**Task details:** Repeat exactly, and only, the lines of the entries below from the one with "Target: purple anemone flower" through the one with "Target: drooping blue flower", both ends included.

**Point-per-instance localization data:**
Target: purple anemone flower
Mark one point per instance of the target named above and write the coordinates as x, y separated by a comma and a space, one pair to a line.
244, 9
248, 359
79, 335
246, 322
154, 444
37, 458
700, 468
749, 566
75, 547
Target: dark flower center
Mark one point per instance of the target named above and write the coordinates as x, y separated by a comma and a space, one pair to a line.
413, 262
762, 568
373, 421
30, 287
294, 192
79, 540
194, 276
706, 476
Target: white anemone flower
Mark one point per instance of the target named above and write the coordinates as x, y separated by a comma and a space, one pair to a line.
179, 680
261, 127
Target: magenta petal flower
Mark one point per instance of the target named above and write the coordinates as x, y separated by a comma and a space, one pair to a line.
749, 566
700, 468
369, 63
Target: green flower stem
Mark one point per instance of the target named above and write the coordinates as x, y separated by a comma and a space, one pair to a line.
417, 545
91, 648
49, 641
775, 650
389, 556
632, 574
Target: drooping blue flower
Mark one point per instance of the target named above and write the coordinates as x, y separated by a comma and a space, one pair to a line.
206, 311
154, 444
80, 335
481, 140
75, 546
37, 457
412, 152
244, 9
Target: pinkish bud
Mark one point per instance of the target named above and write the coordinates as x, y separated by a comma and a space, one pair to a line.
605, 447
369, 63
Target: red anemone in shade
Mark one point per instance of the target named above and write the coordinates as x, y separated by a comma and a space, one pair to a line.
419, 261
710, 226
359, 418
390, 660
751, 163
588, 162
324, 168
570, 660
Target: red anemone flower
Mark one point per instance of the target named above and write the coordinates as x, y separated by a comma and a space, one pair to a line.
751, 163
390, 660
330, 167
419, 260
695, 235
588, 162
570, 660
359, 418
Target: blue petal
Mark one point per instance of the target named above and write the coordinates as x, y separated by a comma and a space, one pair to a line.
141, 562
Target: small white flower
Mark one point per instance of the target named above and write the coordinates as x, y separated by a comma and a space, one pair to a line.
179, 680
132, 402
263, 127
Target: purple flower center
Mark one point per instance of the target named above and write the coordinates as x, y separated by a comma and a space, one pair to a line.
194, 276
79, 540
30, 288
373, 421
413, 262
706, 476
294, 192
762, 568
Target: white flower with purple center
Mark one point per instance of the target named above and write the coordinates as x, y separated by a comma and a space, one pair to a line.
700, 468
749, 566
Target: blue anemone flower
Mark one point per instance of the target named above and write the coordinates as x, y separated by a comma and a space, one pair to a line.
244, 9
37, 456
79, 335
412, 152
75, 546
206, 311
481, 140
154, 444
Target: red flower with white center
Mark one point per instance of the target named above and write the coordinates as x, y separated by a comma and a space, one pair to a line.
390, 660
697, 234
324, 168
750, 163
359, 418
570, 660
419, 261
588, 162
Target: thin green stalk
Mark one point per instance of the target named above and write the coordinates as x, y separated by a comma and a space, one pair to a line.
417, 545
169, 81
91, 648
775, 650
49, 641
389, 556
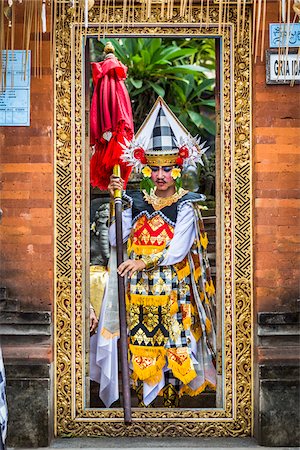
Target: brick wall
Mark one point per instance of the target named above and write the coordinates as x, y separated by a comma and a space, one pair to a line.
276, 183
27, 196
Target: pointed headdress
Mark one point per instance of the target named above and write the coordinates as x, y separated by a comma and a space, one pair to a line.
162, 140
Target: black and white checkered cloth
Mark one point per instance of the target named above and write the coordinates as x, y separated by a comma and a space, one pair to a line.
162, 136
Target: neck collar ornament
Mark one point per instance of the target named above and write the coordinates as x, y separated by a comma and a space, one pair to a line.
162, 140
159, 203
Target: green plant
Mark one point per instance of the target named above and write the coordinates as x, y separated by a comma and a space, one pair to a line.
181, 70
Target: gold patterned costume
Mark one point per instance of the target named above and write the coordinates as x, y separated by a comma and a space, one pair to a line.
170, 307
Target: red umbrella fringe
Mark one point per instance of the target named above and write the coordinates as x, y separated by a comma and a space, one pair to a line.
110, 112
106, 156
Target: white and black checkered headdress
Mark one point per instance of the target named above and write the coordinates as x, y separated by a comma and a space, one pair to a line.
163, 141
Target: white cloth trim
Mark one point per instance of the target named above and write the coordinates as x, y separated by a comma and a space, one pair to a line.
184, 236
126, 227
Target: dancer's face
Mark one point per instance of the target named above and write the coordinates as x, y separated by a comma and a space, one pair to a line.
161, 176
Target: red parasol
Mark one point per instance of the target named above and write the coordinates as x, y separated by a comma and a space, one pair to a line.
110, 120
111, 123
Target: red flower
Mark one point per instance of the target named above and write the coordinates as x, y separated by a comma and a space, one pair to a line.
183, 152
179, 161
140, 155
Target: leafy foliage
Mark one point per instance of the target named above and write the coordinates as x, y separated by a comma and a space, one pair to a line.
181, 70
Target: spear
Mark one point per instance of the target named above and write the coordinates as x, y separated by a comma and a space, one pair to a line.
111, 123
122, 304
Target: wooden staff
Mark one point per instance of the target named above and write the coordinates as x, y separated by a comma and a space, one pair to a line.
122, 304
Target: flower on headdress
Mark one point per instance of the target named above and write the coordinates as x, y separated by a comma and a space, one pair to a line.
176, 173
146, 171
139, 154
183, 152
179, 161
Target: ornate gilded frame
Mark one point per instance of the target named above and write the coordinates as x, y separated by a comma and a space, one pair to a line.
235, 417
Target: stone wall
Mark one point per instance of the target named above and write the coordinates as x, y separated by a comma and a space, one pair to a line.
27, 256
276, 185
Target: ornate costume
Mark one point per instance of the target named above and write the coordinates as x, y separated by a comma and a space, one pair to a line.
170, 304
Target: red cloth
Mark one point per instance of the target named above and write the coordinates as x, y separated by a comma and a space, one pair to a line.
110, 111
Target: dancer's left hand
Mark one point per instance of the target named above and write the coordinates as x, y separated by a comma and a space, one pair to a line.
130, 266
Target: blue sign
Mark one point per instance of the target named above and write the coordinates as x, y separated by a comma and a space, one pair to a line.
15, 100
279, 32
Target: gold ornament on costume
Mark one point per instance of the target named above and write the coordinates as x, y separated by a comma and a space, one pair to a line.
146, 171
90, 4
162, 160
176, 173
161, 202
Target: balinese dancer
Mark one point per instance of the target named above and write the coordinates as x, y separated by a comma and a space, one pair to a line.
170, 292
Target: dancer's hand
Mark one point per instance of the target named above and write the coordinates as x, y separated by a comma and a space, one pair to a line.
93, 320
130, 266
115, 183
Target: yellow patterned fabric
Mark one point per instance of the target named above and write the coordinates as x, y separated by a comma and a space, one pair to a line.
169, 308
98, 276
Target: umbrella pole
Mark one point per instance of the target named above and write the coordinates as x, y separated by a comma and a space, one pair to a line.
==
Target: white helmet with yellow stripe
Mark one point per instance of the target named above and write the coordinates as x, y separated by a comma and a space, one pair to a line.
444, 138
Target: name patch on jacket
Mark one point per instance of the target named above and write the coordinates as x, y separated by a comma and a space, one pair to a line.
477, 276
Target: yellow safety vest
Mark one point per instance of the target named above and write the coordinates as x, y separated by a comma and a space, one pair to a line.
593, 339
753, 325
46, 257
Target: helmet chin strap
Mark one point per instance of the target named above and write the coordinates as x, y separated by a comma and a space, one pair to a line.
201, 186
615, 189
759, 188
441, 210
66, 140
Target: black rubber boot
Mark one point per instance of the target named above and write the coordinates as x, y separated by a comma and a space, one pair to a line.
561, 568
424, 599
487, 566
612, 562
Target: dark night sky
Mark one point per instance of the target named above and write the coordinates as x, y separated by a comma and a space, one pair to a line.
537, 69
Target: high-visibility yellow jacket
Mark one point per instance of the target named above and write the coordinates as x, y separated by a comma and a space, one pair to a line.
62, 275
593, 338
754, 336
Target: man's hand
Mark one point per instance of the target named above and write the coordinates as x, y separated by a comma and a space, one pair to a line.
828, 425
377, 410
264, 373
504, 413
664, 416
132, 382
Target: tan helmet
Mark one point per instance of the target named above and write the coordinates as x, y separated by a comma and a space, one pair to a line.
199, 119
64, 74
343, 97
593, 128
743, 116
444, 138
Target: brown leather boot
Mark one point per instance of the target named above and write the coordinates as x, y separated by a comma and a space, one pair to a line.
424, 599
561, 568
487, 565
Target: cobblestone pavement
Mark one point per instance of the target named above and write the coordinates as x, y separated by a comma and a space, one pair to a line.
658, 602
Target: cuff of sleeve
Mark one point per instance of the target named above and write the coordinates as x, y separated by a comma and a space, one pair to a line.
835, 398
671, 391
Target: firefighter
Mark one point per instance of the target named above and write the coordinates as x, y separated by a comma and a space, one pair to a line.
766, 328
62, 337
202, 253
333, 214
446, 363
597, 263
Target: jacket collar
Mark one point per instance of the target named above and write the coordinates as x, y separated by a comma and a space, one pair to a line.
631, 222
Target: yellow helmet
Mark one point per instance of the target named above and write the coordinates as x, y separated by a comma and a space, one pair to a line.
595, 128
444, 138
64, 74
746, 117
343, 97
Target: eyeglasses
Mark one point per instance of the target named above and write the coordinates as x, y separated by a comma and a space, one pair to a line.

**Solution to the problem:**
Target: purple anemone flower
Mark one point per instance of the target named above and write the coordinates as x, y separated by a comma and a space, one pair to a line.
244, 9
248, 359
79, 335
246, 322
154, 444
37, 458
700, 468
749, 566
75, 547
Target: dark flower center
Mark one point per instance of the target named above and write the coordinates as x, y separated by a comma and a space, one pair to a line.
413, 262
762, 568
373, 421
30, 287
294, 192
79, 540
194, 276
706, 476
Target: white anemone flower
Mark one point per instance of the target named above and write the coordinates as x, y separated by a comma and a space, one pair to a line.
179, 680
261, 127
Target: magenta petal flower
Mark one point per instance of the target named above and write the coordinates as x, y separated by a comma and a space, one pair to a line.
749, 566
700, 468
369, 63
Target: green flower stem
Mark one point per instance of the target named above and write the coordinates as x, y separated by a comma and a space, one pair to a line.
417, 545
91, 648
49, 641
775, 650
389, 556
632, 574
Target: drooping blue flower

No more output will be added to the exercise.